Problem. Write out the records word for word, starting at their beginning and ending with the line that contains "160V224L430 233L435 205L407", with both ends included. Omit the pictures from your answer.

═════ Listed records ═════

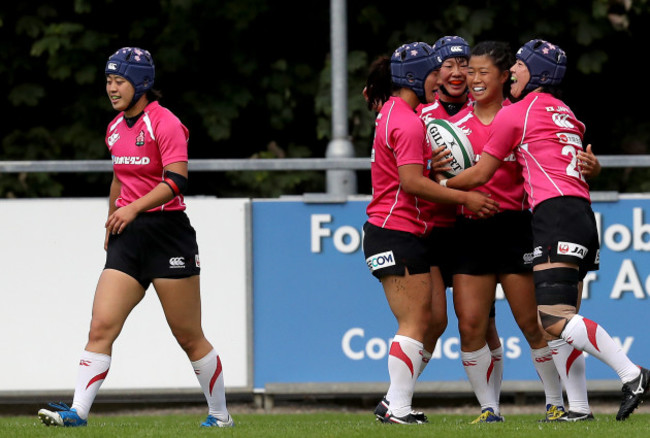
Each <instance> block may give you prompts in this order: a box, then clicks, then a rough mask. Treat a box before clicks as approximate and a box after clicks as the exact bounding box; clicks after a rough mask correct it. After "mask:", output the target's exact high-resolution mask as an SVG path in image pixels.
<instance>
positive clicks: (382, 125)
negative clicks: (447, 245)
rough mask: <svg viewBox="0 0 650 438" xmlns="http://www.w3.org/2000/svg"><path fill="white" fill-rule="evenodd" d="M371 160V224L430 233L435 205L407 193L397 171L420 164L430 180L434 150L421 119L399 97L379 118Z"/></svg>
mask: <svg viewBox="0 0 650 438" xmlns="http://www.w3.org/2000/svg"><path fill="white" fill-rule="evenodd" d="M370 161H371V167H370V175H371V179H372V200H371V201H370V203H369V204H368V207H367V209H366V213H367V214H368V222H370V223H371V224H373V225H376V226H378V227H381V228H388V229H391V230H398V231H406V232H409V233H412V234H415V235H418V236H424V235H427V234H428V233H430V232H431V227H432V226H433V220H432V215H431V213H432V211H431V208H432V206H433V204H432V203H431V202H428V201H426V200H424V199H420V198H418V197H417V196H413V195H411V194H409V193H406V192H405V191H404V190H403V189H402V186H401V184H400V179H399V173H398V171H397V168H398V167H399V166H403V165H406V164H421V165H422V166H423V169H424V170H423V171H424V175H425V176H427V177H428V175H429V167H430V165H431V147H430V146H429V144H428V142H427V141H426V137H425V134H424V124H423V122H422V120H421V119H420V118H419V117H418V116H417V114H415V112H414V111H413V109H412V108H411V107H410V105H409V104H407V103H406V101H404V100H403V99H402V98H400V97H391V98H390V99H388V101H387V102H386V103H385V104H384V106H383V107H382V109H381V111H380V112H379V114H378V115H377V120H376V121H375V140H374V142H373V145H372V156H371V160H370Z"/></svg>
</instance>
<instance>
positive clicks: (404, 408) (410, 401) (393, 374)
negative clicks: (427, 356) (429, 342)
mask: <svg viewBox="0 0 650 438" xmlns="http://www.w3.org/2000/svg"><path fill="white" fill-rule="evenodd" d="M423 350H424V346H423V345H422V342H418V341H416V340H415V339H411V338H408V337H406V336H401V335H395V337H394V338H393V342H392V343H391V344H390V353H389V355H388V374H389V376H390V386H389V387H388V393H387V394H386V398H387V399H388V400H389V401H390V411H391V412H392V414H393V415H395V416H396V417H403V416H405V415H407V414H409V413H410V412H411V411H412V407H411V403H412V402H413V390H414V389H415V382H416V380H417V378H418V374H419V370H420V367H421V366H422V355H423Z"/></svg>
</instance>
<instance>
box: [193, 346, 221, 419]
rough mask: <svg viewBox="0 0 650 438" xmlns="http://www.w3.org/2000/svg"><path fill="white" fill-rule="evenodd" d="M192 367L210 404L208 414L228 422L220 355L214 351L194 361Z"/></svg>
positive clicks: (208, 409) (209, 352) (203, 393)
mask: <svg viewBox="0 0 650 438" xmlns="http://www.w3.org/2000/svg"><path fill="white" fill-rule="evenodd" d="M192 367H193V368H194V373H195V374H196V377H197V379H199V383H200V384H201V388H202V389H203V394H204V395H205V399H206V400H207V402H208V413H209V414H210V415H212V416H213V417H215V418H217V419H219V420H221V421H227V420H228V416H229V414H228V408H227V407H226V389H225V384H224V381H223V372H222V371H223V370H222V368H221V359H219V355H218V354H217V352H216V351H215V350H212V351H210V352H209V353H208V354H207V355H205V357H203V358H202V359H199V360H196V361H193V362H192Z"/></svg>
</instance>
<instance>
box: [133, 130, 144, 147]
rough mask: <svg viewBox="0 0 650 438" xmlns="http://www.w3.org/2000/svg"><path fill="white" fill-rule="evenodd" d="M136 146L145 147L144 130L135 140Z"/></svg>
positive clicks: (142, 130) (135, 144)
mask: <svg viewBox="0 0 650 438" xmlns="http://www.w3.org/2000/svg"><path fill="white" fill-rule="evenodd" d="M135 145H136V146H143V145H144V130H142V131H140V133H139V134H138V136H137V137H136V138H135Z"/></svg>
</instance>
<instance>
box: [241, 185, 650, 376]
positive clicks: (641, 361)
mask: <svg viewBox="0 0 650 438" xmlns="http://www.w3.org/2000/svg"><path fill="white" fill-rule="evenodd" d="M367 203H368V201H367V200H358V201H350V202H347V203H344V204H308V203H303V202H301V201H285V200H278V201H254V202H253V205H252V230H253V312H254V318H253V321H254V327H253V330H254V387H255V388H263V387H264V385H265V384H267V383H311V382H314V383H328V382H332V383H335V382H384V381H388V371H387V357H388V356H387V355H388V350H389V345H390V340H391V338H392V336H394V334H395V331H396V329H397V324H396V322H395V318H394V317H393V316H392V314H391V313H390V310H389V308H388V304H387V302H386V299H385V296H384V293H383V289H382V287H381V284H380V283H379V282H378V281H377V280H376V279H375V278H374V277H372V276H371V275H370V272H369V270H368V268H367V266H366V263H365V258H364V256H363V251H362V248H361V238H362V231H361V229H362V226H363V223H364V222H365V220H366V214H365V208H366V205H367ZM594 211H595V212H596V216H597V220H598V225H599V231H600V237H601V258H600V259H601V269H600V271H597V272H593V273H590V274H589V276H588V277H587V278H586V279H585V288H584V291H583V302H582V310H581V312H580V313H581V314H582V315H583V316H585V317H587V318H589V319H592V320H594V321H596V322H598V323H599V324H601V326H603V327H604V328H605V329H606V330H607V331H608V332H609V334H610V335H611V336H612V337H613V338H614V339H615V340H616V341H617V342H619V343H620V345H621V347H622V348H623V349H624V350H625V351H626V352H628V354H629V357H630V358H631V359H632V360H633V361H635V362H637V363H639V364H643V365H645V366H646V367H647V366H650V336H648V329H647V327H648V326H647V324H646V322H647V321H648V319H649V317H650V314H649V312H648V309H649V307H648V295H649V293H650V263H649V262H650V255H649V254H650V252H649V251H650V224H649V223H646V221H650V199H648V198H646V197H629V198H623V199H621V200H619V201H617V202H611V203H604V202H603V203H594ZM447 298H448V300H447V308H448V314H449V325H448V328H447V330H446V331H445V333H444V334H443V335H442V337H441V338H440V340H439V342H438V345H437V347H436V350H435V352H434V355H433V359H432V360H431V362H430V363H429V365H428V367H427V369H426V370H425V372H424V373H423V374H422V376H421V377H420V380H424V381H427V380H430V381H457V380H466V375H465V371H464V369H463V367H462V364H461V361H460V342H459V336H458V329H457V319H456V317H455V315H454V311H453V303H452V302H451V293H450V292H448V294H447ZM497 327H498V330H499V334H500V336H501V337H502V340H503V347H504V359H505V362H504V366H505V370H504V380H537V375H536V373H535V370H534V368H533V365H532V361H531V358H530V348H529V347H528V344H527V343H526V341H525V338H524V337H523V335H522V334H521V332H520V331H519V328H518V327H517V325H516V324H515V322H514V319H513V318H512V314H511V312H510V308H509V307H508V304H507V302H505V300H503V299H499V300H497ZM587 378H588V379H605V380H615V379H617V376H616V374H615V373H614V372H613V371H612V370H611V369H610V368H609V367H607V366H606V365H604V364H602V363H600V361H598V360H597V359H595V358H592V357H587Z"/></svg>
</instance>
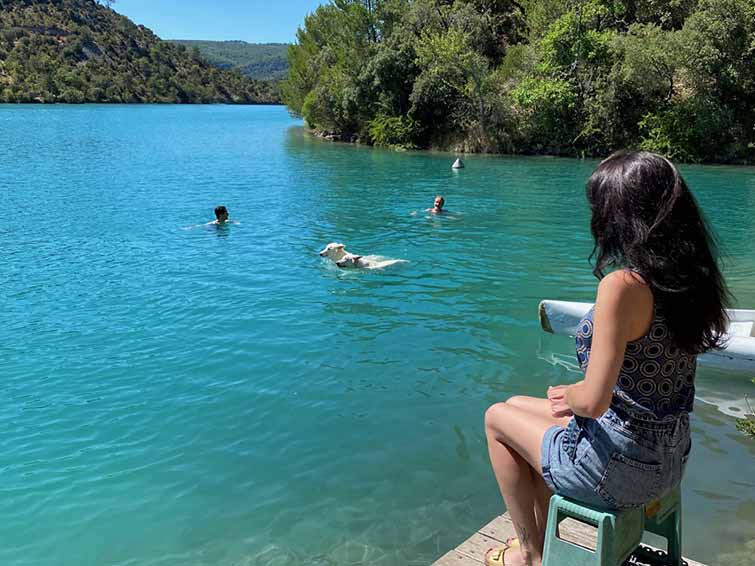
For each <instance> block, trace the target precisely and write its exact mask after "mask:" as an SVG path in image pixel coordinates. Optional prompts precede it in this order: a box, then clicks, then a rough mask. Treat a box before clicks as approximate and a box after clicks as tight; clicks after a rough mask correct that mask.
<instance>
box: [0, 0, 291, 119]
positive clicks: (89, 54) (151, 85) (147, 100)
mask: <svg viewBox="0 0 755 566" xmlns="http://www.w3.org/2000/svg"><path fill="white" fill-rule="evenodd" d="M277 100H278V94H277V89H276V88H275V87H274V86H273V85H271V84H269V83H264V82H259V81H254V80H252V79H250V78H248V77H245V76H243V75H241V74H240V73H238V72H235V71H224V70H220V69H217V68H215V67H213V66H211V65H210V64H208V63H207V62H206V61H204V59H203V58H202V57H201V56H200V55H199V54H198V53H197V52H189V51H188V50H186V49H185V48H184V47H181V46H178V45H173V44H171V43H169V42H166V41H162V40H161V39H160V38H159V37H157V36H156V35H155V34H153V33H152V32H151V31H150V30H149V29H147V28H145V27H143V26H137V25H135V24H134V23H133V22H131V21H130V20H129V19H128V18H126V17H124V16H121V15H119V14H117V13H115V12H114V11H113V10H111V9H110V8H108V7H105V6H103V5H100V4H99V3H97V2H95V1H94V0H0V102H178V103H195V102H202V103H206V102H224V103H245V104H249V103H273V102H277Z"/></svg>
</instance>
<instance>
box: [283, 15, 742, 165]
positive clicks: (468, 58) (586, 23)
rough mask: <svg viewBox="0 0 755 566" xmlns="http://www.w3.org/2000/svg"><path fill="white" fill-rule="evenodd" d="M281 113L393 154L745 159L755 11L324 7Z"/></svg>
mask: <svg viewBox="0 0 755 566" xmlns="http://www.w3.org/2000/svg"><path fill="white" fill-rule="evenodd" d="M289 64H290V70H289V76H288V80H287V81H286V82H285V83H284V85H283V96H284V101H285V102H286V103H287V104H288V105H289V107H290V108H291V109H292V110H294V111H295V112H298V113H299V114H301V115H303V116H304V118H306V120H307V122H308V123H309V124H310V125H311V126H312V127H314V128H316V129H317V130H320V131H322V132H328V133H331V134H334V135H336V136H340V137H342V138H343V139H354V138H358V139H359V140H360V141H362V142H364V143H370V144H377V145H384V146H393V147H404V148H408V147H419V148H424V147H438V148H443V149H460V150H466V151H479V152H505V153H548V154H557V155H573V156H581V155H594V156H601V155H606V154H608V153H609V152H611V151H612V150H615V149H617V148H623V147H633V148H644V149H648V150H653V151H658V152H661V153H663V154H665V155H667V156H669V157H671V158H673V159H677V160H683V161H706V162H739V163H741V162H749V163H752V162H754V161H755V0H518V1H517V0H333V1H332V2H331V3H330V4H327V5H324V6H321V7H320V8H318V9H317V10H316V11H315V12H314V13H313V14H311V15H310V16H308V17H307V19H306V20H305V25H304V28H303V29H300V30H299V32H298V35H297V44H296V45H295V46H293V47H292V48H291V49H290V51H289Z"/></svg>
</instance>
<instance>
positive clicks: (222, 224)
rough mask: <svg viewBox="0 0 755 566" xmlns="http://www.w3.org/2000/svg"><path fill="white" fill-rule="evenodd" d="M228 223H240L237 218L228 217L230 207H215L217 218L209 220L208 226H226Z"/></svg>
mask: <svg viewBox="0 0 755 566" xmlns="http://www.w3.org/2000/svg"><path fill="white" fill-rule="evenodd" d="M226 224H238V222H236V221H235V220H231V219H230V218H228V209H227V208H226V207H224V206H223V205H220V206H216V207H215V220H213V221H212V222H208V223H207V224H206V226H225V225H226Z"/></svg>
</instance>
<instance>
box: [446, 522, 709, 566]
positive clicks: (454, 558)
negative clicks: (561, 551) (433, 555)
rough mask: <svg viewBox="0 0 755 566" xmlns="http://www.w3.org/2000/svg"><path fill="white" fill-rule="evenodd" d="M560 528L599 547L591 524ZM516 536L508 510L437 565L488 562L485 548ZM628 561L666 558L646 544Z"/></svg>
mask: <svg viewBox="0 0 755 566" xmlns="http://www.w3.org/2000/svg"><path fill="white" fill-rule="evenodd" d="M559 528H560V532H561V537H562V538H563V539H565V540H568V541H570V542H573V543H575V544H579V545H580V546H584V547H587V548H591V549H594V548H595V540H596V532H597V531H596V529H594V528H592V527H590V526H589V525H585V524H583V523H579V522H577V521H574V520H571V519H566V520H564V521H563V522H562V523H561V524H560V526H559ZM514 536H516V534H515V533H514V525H513V524H512V523H511V519H509V516H508V513H506V514H504V515H500V516H498V517H496V518H495V519H493V520H492V521H490V523H488V524H487V525H485V526H484V527H482V528H481V529H480V530H478V531H477V532H476V533H475V534H473V535H472V536H471V537H469V538H468V539H467V540H466V541H464V542H463V543H462V544H461V545H459V546H458V547H457V548H455V549H454V550H452V551H450V552H448V553H447V554H445V555H444V556H442V557H441V558H440V559H439V560H438V561H437V562H435V563H434V564H433V566H479V565H480V564H483V563H484V558H485V551H486V550H487V549H488V548H491V547H499V546H501V545H502V544H503V543H504V542H505V541H506V540H508V539H509V538H511V537H514ZM684 561H685V563H686V564H687V565H688V566H705V565H704V564H700V563H699V562H695V561H694V560H689V559H687V558H685V559H684ZM624 564H625V565H632V566H635V565H636V566H640V565H645V566H656V565H659V566H660V565H662V564H663V561H662V560H661V559H659V551H658V550H657V549H656V548H654V547H652V546H648V545H644V544H643V545H642V546H641V547H640V549H639V550H638V551H637V552H636V553H635V554H633V555H632V556H630V557H629V559H628V560H627V561H626V562H625V563H624Z"/></svg>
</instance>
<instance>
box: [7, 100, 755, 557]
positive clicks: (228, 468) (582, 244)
mask: <svg viewBox="0 0 755 566" xmlns="http://www.w3.org/2000/svg"><path fill="white" fill-rule="evenodd" d="M451 161H452V156H450V155H448V154H431V153H393V152H388V151H380V150H371V149H367V148H361V147H353V146H348V145H341V144H331V143H327V142H323V141H320V140H317V139H314V138H312V137H311V136H309V135H307V134H306V133H305V132H304V130H303V128H302V127H301V123H300V122H299V121H297V120H295V119H293V118H291V117H290V116H289V115H288V113H287V112H286V110H285V109H284V108H282V107H225V106H203V107H191V106H185V107H179V106H77V107H38V106H1V105H0V203H1V204H2V206H0V210H2V212H1V213H0V214H1V216H0V218H1V219H2V220H1V221H0V241H1V242H2V264H0V284H1V285H2V289H3V298H4V300H3V315H4V316H3V318H4V324H3V325H2V328H1V329H0V360H2V376H3V379H2V387H3V394H2V402H1V404H0V473H1V474H2V475H1V476H0V477H1V478H2V481H0V492H1V495H0V517H2V522H0V564H3V565H7V566H11V565H12V566H16V565H18V566H21V565H23V566H27V565H29V566H31V565H35V566H36V565H53V566H88V565H119V566H126V565H128V566H132V565H140V566H141V565H159V566H179V565H180V566H196V565H222V566H230V565H233V566H237V565H238V566H242V565H244V566H252V565H273V564H274V565H284V564H316V565H325V564H333V565H348V564H381V565H405V564H406V565H415V564H416V565H426V564H429V563H430V562H432V560H433V559H435V558H437V557H439V556H440V555H442V554H443V553H445V552H446V551H447V550H449V549H450V548H452V547H454V546H456V545H457V544H459V543H460V542H461V541H462V540H463V539H465V538H466V537H467V536H469V535H470V534H471V533H472V532H473V530H474V529H476V528H477V527H479V526H481V525H482V524H483V523H485V522H487V521H488V520H490V519H491V518H492V517H493V516H494V515H495V514H496V513H499V512H501V511H502V506H501V503H500V500H499V495H498V493H497V489H496V485H495V482H494V480H493V477H492V473H491V472H490V470H489V465H488V462H487V452H486V448H485V442H484V435H483V430H482V415H483V412H484V410H485V408H486V407H487V406H488V405H489V404H491V403H492V402H494V401H496V400H500V399H503V398H505V397H506V396H508V395H511V394H514V393H523V394H532V395H543V394H544V392H545V389H546V387H547V386H548V385H554V384H558V383H564V382H569V381H576V380H577V379H579V373H577V371H576V364H575V360H574V350H573V343H572V342H571V340H570V339H568V338H564V337H553V336H548V335H545V334H544V333H543V332H542V331H541V330H540V328H539V324H538V321H537V304H538V301H539V300H540V299H543V298H560V299H567V300H591V298H592V296H593V294H594V290H595V285H596V282H595V280H594V279H593V277H592V275H591V273H590V268H589V266H588V264H587V262H586V258H587V256H588V254H589V251H590V247H591V242H590V237H589V230H588V209H587V206H586V204H585V201H584V195H583V187H584V182H585V180H586V178H587V177H588V175H589V174H590V172H591V171H592V169H593V168H594V166H595V162H594V161H575V160H564V159H549V158H501V157H473V156H470V157H469V158H468V159H467V168H466V169H464V170H462V171H459V172H453V171H451V169H450V164H451ZM682 171H683V173H684V175H685V177H686V178H687V180H688V182H689V184H690V186H691V187H692V188H693V190H694V191H695V193H696V195H697V196H698V199H699V200H700V202H701V204H702V206H703V207H704V209H705V211H706V212H707V214H708V215H709V217H710V220H711V222H712V224H713V225H714V227H715V228H716V230H717V231H718V233H719V235H720V237H721V240H722V242H723V244H724V247H725V250H726V252H727V254H728V261H727V265H726V274H727V276H728V281H729V283H730V285H731V287H732V290H733V291H734V293H735V295H736V297H737V300H738V303H739V305H740V306H742V307H746V308H755V254H754V253H753V246H752V242H753V237H754V235H755V169H753V168H734V167H694V166H685V167H682ZM436 193H442V194H444V195H445V196H446V201H447V207H448V209H449V210H451V211H453V212H455V213H456V214H455V216H454V217H442V218H438V217H432V218H429V217H427V215H426V214H424V213H420V214H418V215H416V216H412V215H411V214H410V213H411V212H412V211H414V210H418V209H423V208H426V207H428V206H430V205H431V204H432V199H433V197H434V196H435V194H436ZM217 204H225V205H226V206H228V208H229V209H230V211H231V217H232V218H235V219H237V220H238V221H239V222H240V224H238V225H233V226H229V227H223V228H213V227H206V226H201V224H202V223H204V222H207V221H209V220H211V218H212V210H213V208H214V206H215V205H217ZM330 241H340V242H345V243H346V244H347V247H348V248H349V249H350V250H352V251H356V252H359V253H365V254H380V255H383V256H386V257H391V258H402V259H406V260H409V263H407V264H404V265H400V266H395V267H394V268H391V269H387V270H385V271H383V272H369V273H367V272H361V273H360V272H355V271H341V270H339V269H336V268H334V267H333V266H332V265H331V264H329V263H328V262H327V261H325V260H322V259H321V258H320V257H318V255H317V251H318V250H319V249H321V248H322V247H323V246H324V245H325V244H326V243H328V242H330ZM748 392H749V394H750V395H751V396H752V395H754V394H755V385H752V384H751V383H750V382H749V380H748V379H747V378H746V377H742V376H737V375H729V374H724V373H718V372H712V371H705V370H701V371H700V373H699V375H698V400H697V404H696V408H695V413H694V418H693V431H694V449H693V453H692V457H691V461H690V466H689V469H688V474H687V477H686V480H685V483H684V496H685V516H684V521H685V525H684V528H685V554H688V555H690V556H692V557H694V558H696V559H698V560H700V561H703V562H707V563H709V564H711V565H713V564H719V563H723V561H724V560H726V558H723V557H722V556H721V553H723V552H736V551H742V550H743V549H744V545H745V543H746V542H748V541H749V540H752V539H753V538H755V474H753V469H755V468H754V466H753V464H755V441H752V440H748V439H746V438H744V437H743V436H742V435H741V434H739V433H738V432H736V430H735V428H734V423H735V420H734V416H735V415H737V414H741V411H742V410H743V407H744V406H745V405H744V395H745V394H747V393H748ZM743 563H744V562H743ZM748 564H752V563H751V562H748Z"/></svg>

═════

Output of the task.
Each <instance> block may give you prompts in this order: a box, then clicks, then a rough mask. Treat a box before clicks as approximate and a box after clicks as the exact bounding box; clicks after a rough mask correct it. After "mask:", output the target's exact high-resolution mask as an SVG path in image pixels.
<instance>
positive clicks: (382, 125)
negative clicks: (447, 245)
rough mask: <svg viewBox="0 0 650 438" xmlns="http://www.w3.org/2000/svg"><path fill="white" fill-rule="evenodd" d="M371 160V224L430 233L435 205L407 193L397 171L420 164L430 180L434 150L421 119L399 97L379 118Z"/></svg>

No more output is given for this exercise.